Life of contemplation – as per Aristotle’s argument
Aristotle takes the basic question on what type of life do human beings ought to lead and theorizes that a life of contemplation is the best answer. He bases his argument on the premise that the happiest life is one of high moral standards and that such a life is most prone to a good degree of contemplation. We also see that as per Aristotle, such a life is bestowed to human beings and not to any other form of existence as humans are endowed with logical reasoning, virtue and a heart that differentiates man and beasts. Also, since man is a hybrid of animal and God, he possesses the above mentioned rational part, as well as beastly part of uncontrolled actions and desires. Thus, Aristotle propagates seeking the ‘golden mean’ where man strikes a balance between rashness (an excess of virtue) and cowardice (a deficit of virtue).

────────────────────

[DIRECTIVES]
1: Answer these questions from the text on Aristotle's life of contemplation:
(a) What does Aristotle theorize is the best answer to the question of what type of life human beings ought to lead?
(b) What three things are humans said to be endowed with?
(c) What does the text call rashness?
2: Rewrite everything from "Life of contemplation –" down to "deficit of virtue)." in the text on Aristotle's life of contemplation, changing "contemplation" to "reflection".
3: Pick up the text on Aristotle's life of contemplation after its final sentence and carry it further.

[ENTRIES SUPPLIED]

────────────────────

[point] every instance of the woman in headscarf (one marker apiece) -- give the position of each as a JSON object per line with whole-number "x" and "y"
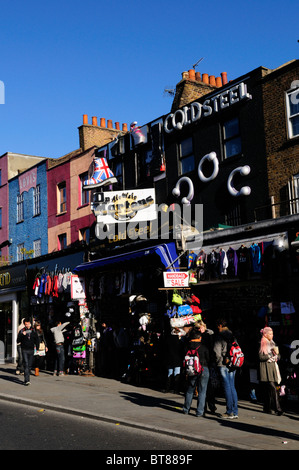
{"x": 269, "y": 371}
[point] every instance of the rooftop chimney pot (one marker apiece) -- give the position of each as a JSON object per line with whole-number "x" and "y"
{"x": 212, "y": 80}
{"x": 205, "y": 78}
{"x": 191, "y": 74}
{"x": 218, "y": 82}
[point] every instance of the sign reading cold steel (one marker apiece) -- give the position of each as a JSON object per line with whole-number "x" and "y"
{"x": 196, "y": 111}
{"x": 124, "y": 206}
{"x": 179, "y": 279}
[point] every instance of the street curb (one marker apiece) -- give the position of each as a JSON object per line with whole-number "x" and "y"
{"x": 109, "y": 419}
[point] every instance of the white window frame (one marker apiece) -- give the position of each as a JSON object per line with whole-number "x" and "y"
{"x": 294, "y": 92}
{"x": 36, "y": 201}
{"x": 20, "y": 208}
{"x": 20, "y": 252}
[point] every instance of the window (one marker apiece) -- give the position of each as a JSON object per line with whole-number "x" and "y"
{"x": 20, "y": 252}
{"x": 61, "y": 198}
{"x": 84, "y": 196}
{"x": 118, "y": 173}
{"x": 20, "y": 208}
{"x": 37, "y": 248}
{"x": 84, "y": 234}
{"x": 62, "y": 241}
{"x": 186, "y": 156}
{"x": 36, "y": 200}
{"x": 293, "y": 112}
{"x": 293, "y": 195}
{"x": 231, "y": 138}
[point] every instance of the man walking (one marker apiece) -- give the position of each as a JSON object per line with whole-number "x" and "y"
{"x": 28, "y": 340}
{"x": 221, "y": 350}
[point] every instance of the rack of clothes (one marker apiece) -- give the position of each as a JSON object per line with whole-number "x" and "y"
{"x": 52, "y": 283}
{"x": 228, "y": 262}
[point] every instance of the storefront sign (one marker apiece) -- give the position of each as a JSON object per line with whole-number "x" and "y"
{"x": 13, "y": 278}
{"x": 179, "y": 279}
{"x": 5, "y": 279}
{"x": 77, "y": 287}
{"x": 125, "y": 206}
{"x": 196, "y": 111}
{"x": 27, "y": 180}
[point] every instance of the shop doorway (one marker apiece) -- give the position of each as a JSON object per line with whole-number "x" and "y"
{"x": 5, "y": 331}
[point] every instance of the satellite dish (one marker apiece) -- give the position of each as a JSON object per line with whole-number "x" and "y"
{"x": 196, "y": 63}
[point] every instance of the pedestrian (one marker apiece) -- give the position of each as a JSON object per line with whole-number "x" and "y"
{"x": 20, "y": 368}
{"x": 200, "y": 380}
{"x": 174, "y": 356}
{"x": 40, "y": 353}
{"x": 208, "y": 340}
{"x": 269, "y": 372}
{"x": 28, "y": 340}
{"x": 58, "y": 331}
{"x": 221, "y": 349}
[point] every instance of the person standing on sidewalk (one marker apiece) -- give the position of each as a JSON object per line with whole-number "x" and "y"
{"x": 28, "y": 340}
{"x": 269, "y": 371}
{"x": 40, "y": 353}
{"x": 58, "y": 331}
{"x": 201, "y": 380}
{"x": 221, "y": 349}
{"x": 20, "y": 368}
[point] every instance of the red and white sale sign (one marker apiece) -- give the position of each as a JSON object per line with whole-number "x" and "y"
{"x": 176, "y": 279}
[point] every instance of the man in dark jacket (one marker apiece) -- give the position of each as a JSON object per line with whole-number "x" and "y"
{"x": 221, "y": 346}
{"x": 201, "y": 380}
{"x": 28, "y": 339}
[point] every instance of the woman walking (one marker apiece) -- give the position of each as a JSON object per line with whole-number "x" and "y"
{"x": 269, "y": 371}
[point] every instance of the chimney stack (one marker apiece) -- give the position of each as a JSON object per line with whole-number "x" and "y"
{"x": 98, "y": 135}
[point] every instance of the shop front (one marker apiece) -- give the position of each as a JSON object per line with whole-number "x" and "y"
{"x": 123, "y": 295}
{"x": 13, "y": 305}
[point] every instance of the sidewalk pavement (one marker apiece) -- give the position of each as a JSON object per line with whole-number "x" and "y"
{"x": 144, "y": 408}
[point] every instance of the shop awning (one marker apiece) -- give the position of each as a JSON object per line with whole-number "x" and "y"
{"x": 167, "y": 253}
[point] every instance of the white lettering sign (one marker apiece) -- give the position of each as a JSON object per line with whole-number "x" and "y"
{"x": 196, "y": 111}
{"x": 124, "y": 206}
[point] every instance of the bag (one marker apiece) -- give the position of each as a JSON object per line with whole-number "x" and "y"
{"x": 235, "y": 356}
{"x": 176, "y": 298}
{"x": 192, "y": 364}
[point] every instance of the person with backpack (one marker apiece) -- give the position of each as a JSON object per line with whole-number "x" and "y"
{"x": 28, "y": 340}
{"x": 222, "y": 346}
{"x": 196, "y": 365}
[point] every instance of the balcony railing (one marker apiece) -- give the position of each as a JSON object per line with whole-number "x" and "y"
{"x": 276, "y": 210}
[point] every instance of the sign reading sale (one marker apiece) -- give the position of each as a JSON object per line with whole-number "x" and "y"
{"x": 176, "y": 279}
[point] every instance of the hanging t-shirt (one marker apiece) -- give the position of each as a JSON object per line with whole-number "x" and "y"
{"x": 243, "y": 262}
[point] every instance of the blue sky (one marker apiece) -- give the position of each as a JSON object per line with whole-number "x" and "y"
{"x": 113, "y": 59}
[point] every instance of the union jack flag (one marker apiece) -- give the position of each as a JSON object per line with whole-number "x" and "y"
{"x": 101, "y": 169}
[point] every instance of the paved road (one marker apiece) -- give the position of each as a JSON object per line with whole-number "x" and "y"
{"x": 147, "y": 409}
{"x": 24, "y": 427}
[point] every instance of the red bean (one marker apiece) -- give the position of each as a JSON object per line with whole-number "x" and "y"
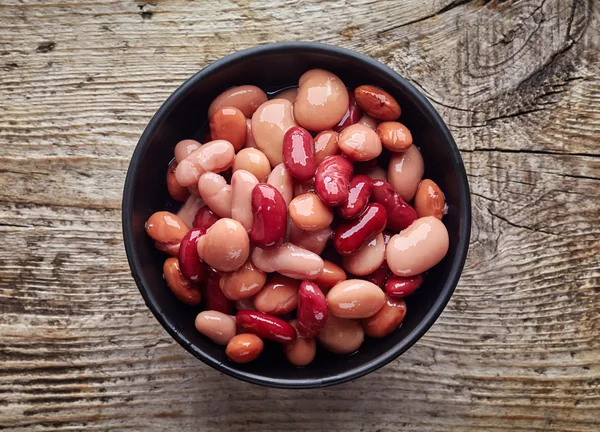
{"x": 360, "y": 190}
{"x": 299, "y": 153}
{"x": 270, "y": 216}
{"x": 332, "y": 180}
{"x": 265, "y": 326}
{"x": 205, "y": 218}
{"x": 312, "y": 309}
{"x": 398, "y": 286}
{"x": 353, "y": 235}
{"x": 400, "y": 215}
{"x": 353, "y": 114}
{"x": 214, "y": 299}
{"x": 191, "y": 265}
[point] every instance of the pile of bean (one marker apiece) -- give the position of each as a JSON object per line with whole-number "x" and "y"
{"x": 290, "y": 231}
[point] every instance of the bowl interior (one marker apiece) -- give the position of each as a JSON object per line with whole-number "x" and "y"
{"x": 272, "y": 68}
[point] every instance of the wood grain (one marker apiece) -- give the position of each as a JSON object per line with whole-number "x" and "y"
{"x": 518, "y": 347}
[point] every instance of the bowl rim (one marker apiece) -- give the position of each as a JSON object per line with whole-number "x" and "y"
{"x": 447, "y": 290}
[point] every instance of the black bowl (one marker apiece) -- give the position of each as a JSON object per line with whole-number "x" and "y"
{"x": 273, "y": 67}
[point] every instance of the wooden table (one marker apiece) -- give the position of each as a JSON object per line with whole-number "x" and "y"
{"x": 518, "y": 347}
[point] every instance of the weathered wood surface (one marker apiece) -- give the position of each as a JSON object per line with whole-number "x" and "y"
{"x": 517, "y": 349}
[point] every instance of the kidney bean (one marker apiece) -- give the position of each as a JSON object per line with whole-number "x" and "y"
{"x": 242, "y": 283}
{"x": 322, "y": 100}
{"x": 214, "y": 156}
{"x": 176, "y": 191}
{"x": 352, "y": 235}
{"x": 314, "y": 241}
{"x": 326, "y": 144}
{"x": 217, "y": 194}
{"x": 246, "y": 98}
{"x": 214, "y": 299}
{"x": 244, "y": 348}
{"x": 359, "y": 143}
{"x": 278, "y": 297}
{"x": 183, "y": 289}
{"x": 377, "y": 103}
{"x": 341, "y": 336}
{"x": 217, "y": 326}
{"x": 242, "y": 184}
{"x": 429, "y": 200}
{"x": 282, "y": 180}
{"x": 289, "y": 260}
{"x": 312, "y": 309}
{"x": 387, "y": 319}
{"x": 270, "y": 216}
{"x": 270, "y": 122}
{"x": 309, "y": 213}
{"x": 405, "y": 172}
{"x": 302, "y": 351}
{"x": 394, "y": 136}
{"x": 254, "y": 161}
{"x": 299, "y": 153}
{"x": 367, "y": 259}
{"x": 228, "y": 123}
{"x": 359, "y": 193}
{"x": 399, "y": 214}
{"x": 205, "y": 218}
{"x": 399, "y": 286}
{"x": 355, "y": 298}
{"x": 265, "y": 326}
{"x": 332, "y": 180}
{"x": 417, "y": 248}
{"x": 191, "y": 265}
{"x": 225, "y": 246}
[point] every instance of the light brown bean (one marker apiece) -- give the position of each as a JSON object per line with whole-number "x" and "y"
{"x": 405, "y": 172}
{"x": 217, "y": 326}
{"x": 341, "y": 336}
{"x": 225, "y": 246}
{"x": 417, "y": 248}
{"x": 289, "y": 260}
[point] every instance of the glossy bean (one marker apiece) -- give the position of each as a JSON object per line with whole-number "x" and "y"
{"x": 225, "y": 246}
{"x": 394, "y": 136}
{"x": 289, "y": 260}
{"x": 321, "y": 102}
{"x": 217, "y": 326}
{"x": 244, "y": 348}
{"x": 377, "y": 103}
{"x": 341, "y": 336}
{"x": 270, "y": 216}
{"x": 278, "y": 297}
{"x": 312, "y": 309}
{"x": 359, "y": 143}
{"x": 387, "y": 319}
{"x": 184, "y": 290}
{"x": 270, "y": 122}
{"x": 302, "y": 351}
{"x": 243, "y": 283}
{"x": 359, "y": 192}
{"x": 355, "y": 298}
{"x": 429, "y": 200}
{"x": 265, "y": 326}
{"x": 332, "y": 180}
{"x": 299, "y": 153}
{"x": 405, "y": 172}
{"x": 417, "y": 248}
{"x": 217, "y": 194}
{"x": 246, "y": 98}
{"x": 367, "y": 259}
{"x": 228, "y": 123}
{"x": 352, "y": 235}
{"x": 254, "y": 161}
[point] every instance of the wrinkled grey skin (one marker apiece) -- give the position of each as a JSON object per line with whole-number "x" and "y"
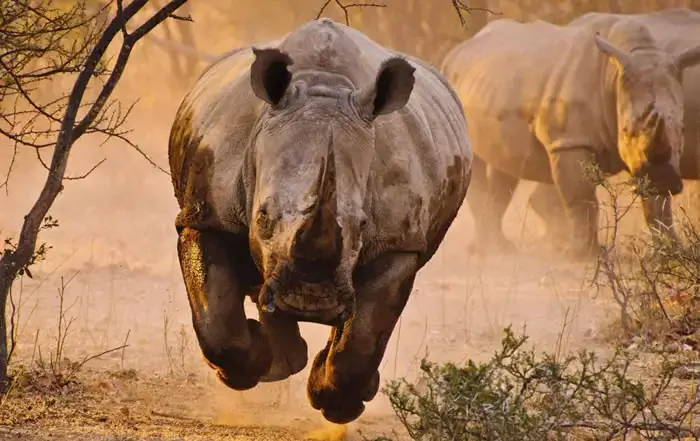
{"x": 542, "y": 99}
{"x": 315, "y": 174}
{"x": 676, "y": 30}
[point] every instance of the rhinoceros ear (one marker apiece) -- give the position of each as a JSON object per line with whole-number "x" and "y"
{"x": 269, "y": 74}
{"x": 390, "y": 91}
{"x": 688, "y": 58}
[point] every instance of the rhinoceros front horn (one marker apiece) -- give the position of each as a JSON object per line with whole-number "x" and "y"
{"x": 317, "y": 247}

────────────────────

[OUTPUTS]
1:
(a) A life of contemplation.
(b) Logical reasoning, virtue and a heart.
(c) An excess of virtue.

2:
Life of reflection – as per Aristotle’s argument
Aristotle takes the basic question on what type of life do human beings ought to lead and theorizes that a life of reflection is the best answer. He bases his argument on the premise that the happiest life is one of high moral standards and that such a life is most prone to a good degree of reflection. We also see that as per Aristotle, such a life is bestowed to human beings and not to any other form of existence as humans are endowed with logical reasoning, virtue and a heart that differentiates man and beasts. Also, since man is a hybrid of animal and God, he possesses the above mentioned rational part, as well as beastly part of uncontrolled actions and desires. Thus, Aristotle propagates seeking the ‘golden mean’ where man strikes a balance between rashness (an excess of virtue) and cowardice (a deficit of virtue).

3:
As opposed to other forms of activity (such as politics and warfare), where our thinking is directed towards doing things we’d rather not do, contemplation is the activity that directs our thoughts to things we ought do at our leisure. Aristotle goes on to say that “if happiness consists in activity in accordance with virtue, it is reasonable that it should be activity in accordance with the highest virtue; and this will be the virtue of the best part of us” (Aristotle, Nicomachean Ethics (trans. H. Rackham, Ed.), Book 1, Sec 7, 1177a). Thus, perfect happiness can be achieved only through a highest degree of virtue and this highest part of virtue must be intellect or nous, which can be honed in the form of speculative thinking or contemplation.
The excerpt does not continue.